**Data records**
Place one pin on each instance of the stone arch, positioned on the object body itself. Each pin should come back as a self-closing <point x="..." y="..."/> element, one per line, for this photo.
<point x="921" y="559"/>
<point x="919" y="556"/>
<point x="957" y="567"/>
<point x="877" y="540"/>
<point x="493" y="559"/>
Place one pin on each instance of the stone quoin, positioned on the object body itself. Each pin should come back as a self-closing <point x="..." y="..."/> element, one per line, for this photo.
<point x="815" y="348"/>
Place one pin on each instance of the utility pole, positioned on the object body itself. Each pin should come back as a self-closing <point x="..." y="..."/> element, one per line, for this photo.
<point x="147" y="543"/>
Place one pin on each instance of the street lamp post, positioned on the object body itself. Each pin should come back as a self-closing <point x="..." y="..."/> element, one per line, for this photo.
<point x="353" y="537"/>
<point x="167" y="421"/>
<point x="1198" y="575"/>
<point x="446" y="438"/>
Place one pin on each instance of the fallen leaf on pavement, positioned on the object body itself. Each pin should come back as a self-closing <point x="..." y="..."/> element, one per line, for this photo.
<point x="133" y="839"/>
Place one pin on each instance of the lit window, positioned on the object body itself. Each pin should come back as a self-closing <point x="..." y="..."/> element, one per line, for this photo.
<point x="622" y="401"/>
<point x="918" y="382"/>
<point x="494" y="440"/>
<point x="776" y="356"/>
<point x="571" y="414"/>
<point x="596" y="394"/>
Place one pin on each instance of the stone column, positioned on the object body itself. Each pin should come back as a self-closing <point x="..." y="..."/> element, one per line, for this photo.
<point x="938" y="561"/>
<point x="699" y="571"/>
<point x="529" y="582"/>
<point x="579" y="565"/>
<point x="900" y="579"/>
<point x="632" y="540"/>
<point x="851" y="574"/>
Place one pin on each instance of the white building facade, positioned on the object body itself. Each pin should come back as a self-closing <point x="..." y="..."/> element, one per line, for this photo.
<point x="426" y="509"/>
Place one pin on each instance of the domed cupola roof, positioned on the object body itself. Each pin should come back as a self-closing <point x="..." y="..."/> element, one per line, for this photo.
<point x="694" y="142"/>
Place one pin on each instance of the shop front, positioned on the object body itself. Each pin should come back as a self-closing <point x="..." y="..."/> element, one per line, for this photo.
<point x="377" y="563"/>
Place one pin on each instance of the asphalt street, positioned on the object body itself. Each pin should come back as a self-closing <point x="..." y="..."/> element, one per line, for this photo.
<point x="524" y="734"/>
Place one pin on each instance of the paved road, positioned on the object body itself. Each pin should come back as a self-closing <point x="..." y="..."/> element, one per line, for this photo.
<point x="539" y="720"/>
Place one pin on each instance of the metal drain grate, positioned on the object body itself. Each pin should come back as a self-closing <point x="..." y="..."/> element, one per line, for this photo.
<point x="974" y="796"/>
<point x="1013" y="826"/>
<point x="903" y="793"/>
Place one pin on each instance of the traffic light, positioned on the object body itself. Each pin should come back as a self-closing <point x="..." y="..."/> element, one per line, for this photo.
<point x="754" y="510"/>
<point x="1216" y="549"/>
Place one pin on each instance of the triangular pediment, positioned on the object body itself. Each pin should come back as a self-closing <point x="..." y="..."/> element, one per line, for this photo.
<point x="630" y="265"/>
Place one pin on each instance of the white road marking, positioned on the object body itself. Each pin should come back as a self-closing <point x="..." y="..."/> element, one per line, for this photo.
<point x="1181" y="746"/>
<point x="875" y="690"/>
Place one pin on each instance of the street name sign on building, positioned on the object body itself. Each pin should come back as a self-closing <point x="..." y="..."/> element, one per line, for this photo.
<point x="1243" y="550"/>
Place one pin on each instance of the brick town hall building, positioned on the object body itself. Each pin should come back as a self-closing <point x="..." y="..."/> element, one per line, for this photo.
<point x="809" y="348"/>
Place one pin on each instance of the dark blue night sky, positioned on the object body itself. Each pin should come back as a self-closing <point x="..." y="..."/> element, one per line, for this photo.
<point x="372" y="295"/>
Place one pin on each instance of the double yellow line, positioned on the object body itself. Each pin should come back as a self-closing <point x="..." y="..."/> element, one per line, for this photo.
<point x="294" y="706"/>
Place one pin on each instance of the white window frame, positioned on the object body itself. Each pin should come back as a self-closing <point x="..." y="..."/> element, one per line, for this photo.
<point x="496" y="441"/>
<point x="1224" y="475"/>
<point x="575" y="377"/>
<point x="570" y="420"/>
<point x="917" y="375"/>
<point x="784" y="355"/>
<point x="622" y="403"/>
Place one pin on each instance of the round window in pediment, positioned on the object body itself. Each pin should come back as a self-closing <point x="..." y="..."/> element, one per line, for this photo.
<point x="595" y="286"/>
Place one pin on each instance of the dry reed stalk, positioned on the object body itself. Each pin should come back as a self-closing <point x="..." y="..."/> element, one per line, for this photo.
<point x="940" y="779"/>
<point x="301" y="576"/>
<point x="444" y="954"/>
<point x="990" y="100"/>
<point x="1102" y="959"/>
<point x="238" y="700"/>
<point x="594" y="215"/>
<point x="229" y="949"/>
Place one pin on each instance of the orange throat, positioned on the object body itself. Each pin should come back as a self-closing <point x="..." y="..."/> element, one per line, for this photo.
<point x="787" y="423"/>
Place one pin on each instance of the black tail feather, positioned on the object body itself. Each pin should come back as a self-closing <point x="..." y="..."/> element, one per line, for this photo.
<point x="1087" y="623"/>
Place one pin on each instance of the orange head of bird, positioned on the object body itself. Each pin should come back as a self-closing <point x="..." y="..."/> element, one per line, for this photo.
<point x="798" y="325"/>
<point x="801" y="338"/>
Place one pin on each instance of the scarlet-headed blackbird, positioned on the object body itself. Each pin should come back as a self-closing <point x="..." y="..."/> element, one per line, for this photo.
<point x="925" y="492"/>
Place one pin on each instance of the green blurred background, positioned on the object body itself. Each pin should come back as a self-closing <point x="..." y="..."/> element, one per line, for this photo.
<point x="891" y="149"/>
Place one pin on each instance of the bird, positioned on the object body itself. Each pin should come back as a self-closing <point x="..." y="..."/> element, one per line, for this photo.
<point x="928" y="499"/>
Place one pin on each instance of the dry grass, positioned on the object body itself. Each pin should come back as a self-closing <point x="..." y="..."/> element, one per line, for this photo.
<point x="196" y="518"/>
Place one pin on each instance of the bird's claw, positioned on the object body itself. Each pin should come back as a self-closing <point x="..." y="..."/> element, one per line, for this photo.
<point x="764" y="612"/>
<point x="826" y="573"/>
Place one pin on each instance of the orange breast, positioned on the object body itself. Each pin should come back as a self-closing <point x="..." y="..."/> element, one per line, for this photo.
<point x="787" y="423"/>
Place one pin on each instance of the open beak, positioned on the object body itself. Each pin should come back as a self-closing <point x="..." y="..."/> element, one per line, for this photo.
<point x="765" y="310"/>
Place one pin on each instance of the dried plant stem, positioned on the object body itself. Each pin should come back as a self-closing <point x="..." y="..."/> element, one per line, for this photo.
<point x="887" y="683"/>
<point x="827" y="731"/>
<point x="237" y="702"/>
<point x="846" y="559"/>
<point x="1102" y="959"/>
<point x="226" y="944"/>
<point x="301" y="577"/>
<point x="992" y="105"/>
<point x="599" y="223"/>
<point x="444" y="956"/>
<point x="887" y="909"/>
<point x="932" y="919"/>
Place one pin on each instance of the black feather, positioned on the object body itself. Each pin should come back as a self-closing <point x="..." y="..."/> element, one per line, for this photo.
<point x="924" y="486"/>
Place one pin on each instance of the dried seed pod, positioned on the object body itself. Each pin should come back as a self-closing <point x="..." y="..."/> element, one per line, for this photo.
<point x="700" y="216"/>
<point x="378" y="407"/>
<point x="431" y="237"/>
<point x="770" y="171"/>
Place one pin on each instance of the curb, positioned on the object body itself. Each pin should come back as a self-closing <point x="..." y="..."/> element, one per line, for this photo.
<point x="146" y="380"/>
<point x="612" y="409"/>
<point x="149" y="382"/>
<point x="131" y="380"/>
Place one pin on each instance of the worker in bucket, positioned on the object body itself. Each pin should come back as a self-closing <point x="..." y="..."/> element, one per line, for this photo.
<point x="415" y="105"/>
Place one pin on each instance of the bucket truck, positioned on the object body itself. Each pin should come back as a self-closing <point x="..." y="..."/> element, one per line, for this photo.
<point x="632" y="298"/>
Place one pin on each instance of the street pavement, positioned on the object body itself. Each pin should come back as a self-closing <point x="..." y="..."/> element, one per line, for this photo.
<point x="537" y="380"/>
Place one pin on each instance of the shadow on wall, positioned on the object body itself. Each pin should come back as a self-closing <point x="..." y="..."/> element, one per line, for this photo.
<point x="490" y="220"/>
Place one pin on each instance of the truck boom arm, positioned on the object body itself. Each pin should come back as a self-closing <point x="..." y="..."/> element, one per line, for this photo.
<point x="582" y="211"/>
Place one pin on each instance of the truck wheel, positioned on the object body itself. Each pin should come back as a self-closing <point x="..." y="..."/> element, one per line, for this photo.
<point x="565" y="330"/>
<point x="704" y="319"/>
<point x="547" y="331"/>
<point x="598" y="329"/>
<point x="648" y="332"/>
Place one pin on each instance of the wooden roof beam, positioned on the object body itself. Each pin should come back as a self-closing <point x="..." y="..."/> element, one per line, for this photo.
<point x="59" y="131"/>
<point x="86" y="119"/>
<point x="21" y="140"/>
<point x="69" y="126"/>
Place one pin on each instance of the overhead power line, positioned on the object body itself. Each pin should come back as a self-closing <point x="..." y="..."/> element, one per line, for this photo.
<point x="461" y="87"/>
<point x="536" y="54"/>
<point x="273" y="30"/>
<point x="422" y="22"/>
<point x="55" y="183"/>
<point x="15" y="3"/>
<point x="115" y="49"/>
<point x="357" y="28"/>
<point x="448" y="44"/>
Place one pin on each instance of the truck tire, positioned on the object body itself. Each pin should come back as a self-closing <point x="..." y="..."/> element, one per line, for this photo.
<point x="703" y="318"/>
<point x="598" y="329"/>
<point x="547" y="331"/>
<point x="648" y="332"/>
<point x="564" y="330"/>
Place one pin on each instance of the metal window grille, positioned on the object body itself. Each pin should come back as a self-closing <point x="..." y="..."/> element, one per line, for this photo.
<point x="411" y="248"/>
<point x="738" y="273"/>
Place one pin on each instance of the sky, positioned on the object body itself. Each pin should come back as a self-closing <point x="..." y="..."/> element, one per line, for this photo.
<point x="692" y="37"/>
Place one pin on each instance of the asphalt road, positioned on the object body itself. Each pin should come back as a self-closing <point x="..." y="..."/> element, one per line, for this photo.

**Task prompt**
Every line from the one containing "Place one pin on each instance of the truck tire, positioned" through the last line of the entries must be written out verbatim, and no other line.

**Answer for the task**
Place one pin on each instance of the truck tire, positioned on the object body itself. Each pin should come back as a self-closing <point x="..." y="..."/> element, one per line, for this photo.
<point x="703" y="318"/>
<point x="598" y="329"/>
<point x="547" y="331"/>
<point x="648" y="332"/>
<point x="564" y="330"/>
Place one pin on each instance of the metal window grille, positioned on the object body itself. Each pin should come back as a self-closing <point x="..." y="..."/> element, one per line, for this photo.
<point x="411" y="248"/>
<point x="738" y="273"/>
Place one pin on each instance of the sky, positioned on the object body itself. Each pin should come back as a self-closing <point x="..." y="..."/> element, one per line, for this photo.
<point x="692" y="37"/>
Place one pin on each instance of the asphalt road, positioned on the object body itself. Each pin should come back as a self-closing <point x="..." y="..."/> element, one per line, for this photo.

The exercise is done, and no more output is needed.